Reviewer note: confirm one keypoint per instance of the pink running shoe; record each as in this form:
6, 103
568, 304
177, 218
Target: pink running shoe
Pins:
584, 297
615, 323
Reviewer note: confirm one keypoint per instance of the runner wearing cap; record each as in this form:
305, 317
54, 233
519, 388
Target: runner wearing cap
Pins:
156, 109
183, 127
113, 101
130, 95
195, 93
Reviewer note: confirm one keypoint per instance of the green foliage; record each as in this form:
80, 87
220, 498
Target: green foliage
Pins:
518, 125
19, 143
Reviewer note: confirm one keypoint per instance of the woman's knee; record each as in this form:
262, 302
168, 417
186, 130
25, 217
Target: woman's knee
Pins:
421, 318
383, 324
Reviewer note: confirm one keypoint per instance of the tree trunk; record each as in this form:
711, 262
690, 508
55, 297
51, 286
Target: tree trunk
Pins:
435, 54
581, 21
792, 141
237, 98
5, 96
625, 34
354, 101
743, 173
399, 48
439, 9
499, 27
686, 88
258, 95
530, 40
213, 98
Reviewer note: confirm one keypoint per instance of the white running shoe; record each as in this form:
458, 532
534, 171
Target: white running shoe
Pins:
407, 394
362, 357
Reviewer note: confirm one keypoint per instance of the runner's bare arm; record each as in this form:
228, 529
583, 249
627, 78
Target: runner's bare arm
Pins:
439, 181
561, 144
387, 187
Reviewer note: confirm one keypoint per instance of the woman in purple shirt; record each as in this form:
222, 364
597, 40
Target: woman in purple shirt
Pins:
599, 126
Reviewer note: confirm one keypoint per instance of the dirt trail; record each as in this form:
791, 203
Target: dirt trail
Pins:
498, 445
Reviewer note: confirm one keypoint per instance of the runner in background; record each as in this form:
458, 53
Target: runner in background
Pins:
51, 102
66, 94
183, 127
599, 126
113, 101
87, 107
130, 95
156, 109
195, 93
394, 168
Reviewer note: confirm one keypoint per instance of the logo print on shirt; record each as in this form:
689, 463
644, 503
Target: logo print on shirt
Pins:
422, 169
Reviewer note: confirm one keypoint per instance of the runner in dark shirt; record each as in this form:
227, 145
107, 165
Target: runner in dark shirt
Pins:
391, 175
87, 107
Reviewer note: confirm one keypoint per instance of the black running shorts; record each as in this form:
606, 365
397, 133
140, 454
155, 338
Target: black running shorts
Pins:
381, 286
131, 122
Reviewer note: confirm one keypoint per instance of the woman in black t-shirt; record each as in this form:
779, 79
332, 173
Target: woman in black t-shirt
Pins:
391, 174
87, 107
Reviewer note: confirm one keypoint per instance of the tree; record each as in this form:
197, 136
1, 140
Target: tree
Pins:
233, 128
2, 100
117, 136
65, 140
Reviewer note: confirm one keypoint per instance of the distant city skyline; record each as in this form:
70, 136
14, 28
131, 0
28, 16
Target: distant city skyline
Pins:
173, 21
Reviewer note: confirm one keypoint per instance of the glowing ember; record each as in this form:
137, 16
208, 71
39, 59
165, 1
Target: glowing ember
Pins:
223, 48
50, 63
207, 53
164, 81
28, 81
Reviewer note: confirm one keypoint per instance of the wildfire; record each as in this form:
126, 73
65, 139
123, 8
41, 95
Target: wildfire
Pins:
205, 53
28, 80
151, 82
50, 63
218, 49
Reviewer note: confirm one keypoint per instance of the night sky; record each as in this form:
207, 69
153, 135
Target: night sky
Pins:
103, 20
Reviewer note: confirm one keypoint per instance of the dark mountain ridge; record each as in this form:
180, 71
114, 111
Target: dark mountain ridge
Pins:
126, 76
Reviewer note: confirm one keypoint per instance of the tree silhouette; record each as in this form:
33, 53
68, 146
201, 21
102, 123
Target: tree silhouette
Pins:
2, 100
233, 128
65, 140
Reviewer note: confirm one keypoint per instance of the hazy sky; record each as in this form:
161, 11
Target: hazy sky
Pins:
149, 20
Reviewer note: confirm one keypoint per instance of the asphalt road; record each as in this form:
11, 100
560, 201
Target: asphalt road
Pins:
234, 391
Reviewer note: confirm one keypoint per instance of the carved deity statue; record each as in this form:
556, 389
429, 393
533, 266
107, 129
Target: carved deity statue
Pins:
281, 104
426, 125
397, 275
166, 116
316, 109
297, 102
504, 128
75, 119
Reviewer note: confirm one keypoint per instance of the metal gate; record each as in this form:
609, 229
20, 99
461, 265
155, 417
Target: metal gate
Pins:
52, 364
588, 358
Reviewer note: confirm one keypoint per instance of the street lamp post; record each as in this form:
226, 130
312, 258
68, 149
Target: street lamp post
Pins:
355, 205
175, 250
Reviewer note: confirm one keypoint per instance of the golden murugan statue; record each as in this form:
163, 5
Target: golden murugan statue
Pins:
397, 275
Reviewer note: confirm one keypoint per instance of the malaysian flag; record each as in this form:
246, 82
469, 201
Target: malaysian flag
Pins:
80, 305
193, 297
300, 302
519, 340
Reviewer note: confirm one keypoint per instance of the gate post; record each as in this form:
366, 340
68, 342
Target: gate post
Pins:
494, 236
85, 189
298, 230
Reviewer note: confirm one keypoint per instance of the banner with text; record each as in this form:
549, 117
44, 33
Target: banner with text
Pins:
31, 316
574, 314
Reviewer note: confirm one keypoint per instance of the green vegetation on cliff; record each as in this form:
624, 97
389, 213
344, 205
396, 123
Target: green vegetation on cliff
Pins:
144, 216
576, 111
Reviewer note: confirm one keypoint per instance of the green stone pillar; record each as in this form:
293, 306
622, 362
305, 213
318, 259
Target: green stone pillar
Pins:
○ ○ ○
# What you should do
Copy all of the material above again, switching every "Reviewer note" to "Annotator note" and leaving the rest unchanged.

# Exercise answer
Annotator note: confirm one keypoint per instance of the pink running shoe; record each as in this form:
6, 103
568, 304
177, 218
Target: pink running shoe
Pins:
584, 297
615, 323
Annotator note: confirm one keypoint per instance of the runner wearing cap; record each as in this form:
305, 317
54, 233
519, 388
Target: runner wearing cap
Pins:
156, 109
183, 127
113, 101
130, 95
195, 93
Annotator note: confirm one keypoint per instance of the green foliage; record each as in this form:
80, 87
220, 498
Target: green foliage
Pins:
518, 125
19, 143
Annotator note: confirm one keypoint per instance of the woman's knee; record each as in this form:
262, 302
168, 417
186, 130
25, 217
Target: woman's knee
Pins:
421, 318
383, 324
Annotator note: confirm one keypoint per instance of the tree trunk; record each as in this form:
711, 262
690, 508
55, 297
51, 286
Target: tree trunk
Pins:
435, 54
581, 21
792, 141
237, 98
5, 96
625, 34
354, 101
743, 173
399, 48
439, 9
499, 27
686, 88
258, 95
530, 40
213, 98
Annotator note: confirm one keypoint per instance of the white running shoe; record each as in this form:
458, 532
534, 171
Target: white running shoe
Pins:
407, 394
362, 357
Annotator note: confirm one keypoint per instance of the runner's bare arm; record each as in this form:
228, 529
583, 249
627, 78
Target: runner's bare arm
Pins:
439, 181
561, 144
387, 187
Annotator note: confirm one keypoint per instance of the woman in purple shirt; record each as in this form:
222, 364
597, 40
Target: woman in purple shirt
Pins:
599, 126
Annotator note: confirm one keypoint per instance of the dirt trail; record each as in this form:
791, 203
Target: dirt trail
Pins:
498, 445
Annotator note: confirm one keypoint per instance of the runner in background; record each as in this form:
458, 53
Target: runner in background
Pins:
51, 102
66, 94
183, 127
599, 126
113, 101
87, 107
130, 95
156, 109
195, 93
394, 168
Annotator note: confirm one keypoint per instance of the logo print on shirt; record each as in this form:
689, 463
644, 503
Target: logo print on shirt
Pins:
422, 169
Annotator note: confirm one keypoint per instance of the runner in dark shirt; record each as in this form:
227, 145
107, 165
Target: runner in dark shirt
Pins:
391, 175
87, 107
Annotator note: confirm one keypoint per instance of the black running shorts; record each as in this form:
606, 365
397, 133
140, 454
155, 338
Target: black running shorts
Pins:
381, 286
131, 122
Annotator note: confirm one keypoint per instance of the woman in black t-shirt; record each as in this form:
779, 79
332, 173
Target: woman in black t-shirt
Pins:
391, 174
87, 107
Annotator note: confirm one keypoint per instance of the tree; record each as in this form:
197, 136
1, 140
Target: tree
Pins:
233, 128
2, 100
117, 136
65, 140
Annotator note: confirm one keypoint per instance of the distant city skyline; record each as in this form:
70, 136
14, 28
131, 0
28, 16
Target: distant city skyline
Pins:
173, 21
Annotator note: confirm one keypoint per instance of the glowing ember; record each as in this form:
137, 16
208, 71
39, 59
165, 1
Target: glowing ember
Pins:
223, 48
50, 63
207, 53
164, 81
28, 81
Annotator note: confirm one keypoint per instance of the wildfire; record each as in this form:
126, 73
65, 139
123, 8
41, 95
Target: wildfire
Pins:
205, 53
28, 80
151, 82
50, 63
218, 49
Annotator note: confirm one keypoint per instance of the night sky; record each as in this form:
207, 69
153, 135
Target: night sky
Pins:
103, 20
Annotator note: confirm one keypoint per instance of the dark mountain ridge; record each as in this form:
180, 71
114, 111
Target: dark mountain ridge
Pins:
126, 76
Annotator note: confirm one keypoint per instance of the tree silhouette; record each as in this form:
33, 53
68, 146
201, 21
102, 123
Target: tree silhouette
Pins:
2, 100
233, 128
65, 140
Annotator note: confirm one keypoint per instance of the hazy sky; record each as in this form:
161, 11
Target: hazy sky
Pins:
149, 20
Annotator note: confirm one keypoint per instance of the asphalt road; record each as in this form:
11, 100
560, 201
Target: asphalt road
Pins:
234, 391
Annotator note: confirm one keypoint per instance of the carved deity statue; record each as in this form:
556, 389
429, 393
533, 266
107, 129
Target: carved deity statue
Pins:
281, 104
426, 125
397, 275
166, 116
316, 109
297, 102
504, 128
75, 119
Annotator note: confirm one keypoint per instance of the metal gate; record each as in this form:
609, 229
20, 99
461, 265
155, 417
Target: metal gate
Pins:
52, 364
588, 358
Annotator note: confirm one keypoint per instance of the street lamp post; record each as in this form:
226, 130
312, 258
68, 149
Target: street lamp post
Pins:
355, 205
175, 250
Annotator note: confirm one keypoint per instance of the golden murugan statue; record each as in this form:
163, 5
Target: golden murugan statue
Pins:
397, 275
Annotator note: confirm one keypoint per instance of the malaysian flag; record each as in this form:
246, 82
469, 201
Target: malaysian flag
Pins:
80, 305
193, 297
300, 302
519, 340
Annotator note: confirm one keypoint per instance of the gate post; record each as in this form:
366, 340
68, 342
Target: gate post
Pins:
494, 236
85, 189
298, 230
Annotator note: confirm one keypoint per instance of the banner with text; record each as in this form:
549, 117
44, 33
Target: banner with text
Pins:
31, 316
574, 314
Annotator note: confirm one keypoint per instance of the green vegetation on cliff; record each as in this form:
624, 97
389, 213
344, 205
396, 123
Target: green vegetation on cliff
Pins:
144, 216
576, 111
Annotator note: confirm one keypoint per instance of the green stone pillar; record each as in this form:
293, 306
622, 362
305, 213
318, 259
Target: green stone pillar
Pins:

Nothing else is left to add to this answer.